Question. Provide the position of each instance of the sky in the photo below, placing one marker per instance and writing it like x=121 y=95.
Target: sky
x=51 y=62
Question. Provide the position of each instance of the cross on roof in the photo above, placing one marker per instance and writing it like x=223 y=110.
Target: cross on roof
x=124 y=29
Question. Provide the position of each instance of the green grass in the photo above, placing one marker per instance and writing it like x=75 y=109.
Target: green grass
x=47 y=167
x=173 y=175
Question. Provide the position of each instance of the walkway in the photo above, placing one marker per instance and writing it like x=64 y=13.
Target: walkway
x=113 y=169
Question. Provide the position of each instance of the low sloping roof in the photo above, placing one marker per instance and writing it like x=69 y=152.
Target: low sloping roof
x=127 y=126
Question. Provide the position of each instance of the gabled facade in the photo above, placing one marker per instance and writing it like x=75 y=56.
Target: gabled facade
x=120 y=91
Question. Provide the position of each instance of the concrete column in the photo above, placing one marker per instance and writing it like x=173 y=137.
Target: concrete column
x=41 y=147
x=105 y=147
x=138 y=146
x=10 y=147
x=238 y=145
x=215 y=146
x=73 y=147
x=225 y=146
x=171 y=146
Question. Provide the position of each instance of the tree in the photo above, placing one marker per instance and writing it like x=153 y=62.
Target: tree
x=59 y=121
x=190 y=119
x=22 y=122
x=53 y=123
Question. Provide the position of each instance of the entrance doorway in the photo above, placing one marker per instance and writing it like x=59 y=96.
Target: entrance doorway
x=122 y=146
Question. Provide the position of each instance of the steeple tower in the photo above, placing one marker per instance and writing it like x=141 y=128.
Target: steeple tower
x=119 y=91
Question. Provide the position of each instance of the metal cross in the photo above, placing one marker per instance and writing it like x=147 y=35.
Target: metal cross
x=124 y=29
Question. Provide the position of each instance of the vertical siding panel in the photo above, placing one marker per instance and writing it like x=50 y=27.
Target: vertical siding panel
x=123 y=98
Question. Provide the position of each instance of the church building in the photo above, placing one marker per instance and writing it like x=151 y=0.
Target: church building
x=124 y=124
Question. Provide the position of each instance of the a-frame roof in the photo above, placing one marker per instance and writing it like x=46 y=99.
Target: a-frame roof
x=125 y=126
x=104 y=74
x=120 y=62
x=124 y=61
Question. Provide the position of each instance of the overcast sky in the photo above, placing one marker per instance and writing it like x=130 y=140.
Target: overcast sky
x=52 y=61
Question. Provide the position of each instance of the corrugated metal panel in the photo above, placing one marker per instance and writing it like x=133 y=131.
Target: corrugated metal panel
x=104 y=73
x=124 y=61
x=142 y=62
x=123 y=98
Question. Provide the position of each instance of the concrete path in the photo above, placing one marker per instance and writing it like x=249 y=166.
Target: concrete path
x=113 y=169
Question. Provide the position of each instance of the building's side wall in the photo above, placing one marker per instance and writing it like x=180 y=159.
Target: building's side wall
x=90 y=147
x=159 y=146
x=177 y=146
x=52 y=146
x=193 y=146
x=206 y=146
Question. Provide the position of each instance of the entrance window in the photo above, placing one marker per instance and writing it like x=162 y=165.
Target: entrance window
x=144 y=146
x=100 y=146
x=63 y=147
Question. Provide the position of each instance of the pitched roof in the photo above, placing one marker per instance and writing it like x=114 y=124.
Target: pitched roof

What is being asked:
All entries are to be returned word for word.

Solution:
Question. Provide the position of each instance of the sky in the photo below, placing one marker per instance and writing it like x=121 y=95.
Target: sky
x=51 y=62
Question. Provide the position of each instance of the cross on roof in the photo above, placing one marker per instance and writing it like x=223 y=110.
Target: cross on roof
x=124 y=29
Question. Provide the position of each instance of the green grass in the photo above, placing one marker per instance and writing it like x=75 y=109.
Target: green grass
x=47 y=167
x=173 y=175
Question. Provide the position of each instance of the walkway in the photo above, placing one marker per instance and writing it like x=64 y=13.
Target: walkway
x=113 y=169
Question. Provide the position of each instance of the low sloping roof in the photo above, placing one marker per instance and writing it like x=69 y=152.
Target: low sloping roof
x=127 y=126
Question. Provide the position of each instance of the gabled facade in the photo above, placing one marker per instance and writing it like x=75 y=56.
Target: gabled facade
x=120 y=91
Question. Provide the position of each instance of the concrete column in the photo above, placing one marker per instance and writing it like x=173 y=137.
Target: concrete column
x=41 y=147
x=105 y=147
x=138 y=146
x=10 y=147
x=238 y=145
x=215 y=146
x=73 y=147
x=225 y=146
x=171 y=146
Question. Provide the position of each instance of the tree in the photo above, placing one marker per instance and writing it like x=153 y=62.
Target: tree
x=59 y=121
x=190 y=119
x=22 y=122
x=53 y=123
Question. Provide the position of each instance of the entrance doorway in the photo above, placing one marker per instance and writing it like x=59 y=96.
Target: entrance doorway
x=122 y=146
Question. Provide the position of each instance of the steeple tower in the photo above, placing one marker per instance and writing it like x=141 y=128.
Target: steeple tower
x=119 y=91
Question. Provide the position of each instance of the metal cross in the photo above, placing one marker per instance and writing it like x=147 y=35.
Target: metal cross
x=124 y=29
Question. Provide the position of each instance of the vertical siding panel in the photo above, placing one marker per instance and writing it like x=50 y=27.
Target: vertical siding panel
x=123 y=98
Question. Provide the position of each instance of the church building in the photo above, placing one marker per instance and writing it like x=151 y=0.
Target: church building
x=124 y=124
Question. Provide the position of each instance of the a-frame roof in the photo above, placing one marker per instance and writing it like x=46 y=99.
Target: a-frame roof
x=125 y=126
x=104 y=74
x=120 y=62
x=124 y=61
Question. Provide the position of each instance of the overcast sky in the photo above, placing one marker per instance and writing it like x=130 y=140.
Target: overcast sky
x=52 y=61
Question. Provide the position of each instance of the corrugated metal panel in the photo above, placing one marker per instance and writing it like x=133 y=131.
Target: corrugated metal panel
x=104 y=73
x=124 y=61
x=142 y=62
x=123 y=98
Question. Provide the position of each instance of the concrete path in the photo above, placing one marker per instance and writing it like x=249 y=166.
Target: concrete path
x=113 y=169
Question. Provide the position of each instance of the building's side wall in the photo above, placing one marker per instance and writing it like x=180 y=159.
Target: building's side wall
x=90 y=147
x=159 y=146
x=177 y=146
x=52 y=146
x=193 y=146
x=206 y=146
Question. Provide the position of each instance of the entrance window in the photo above, placing one marker per instance and writing it like x=162 y=165.
Target: entrance window
x=144 y=146
x=100 y=146
x=63 y=147
Question. Provide the position of each instance of the pitched roof in the photo above, placing one marker per instance and writing it like x=114 y=124.
Target: pitched roof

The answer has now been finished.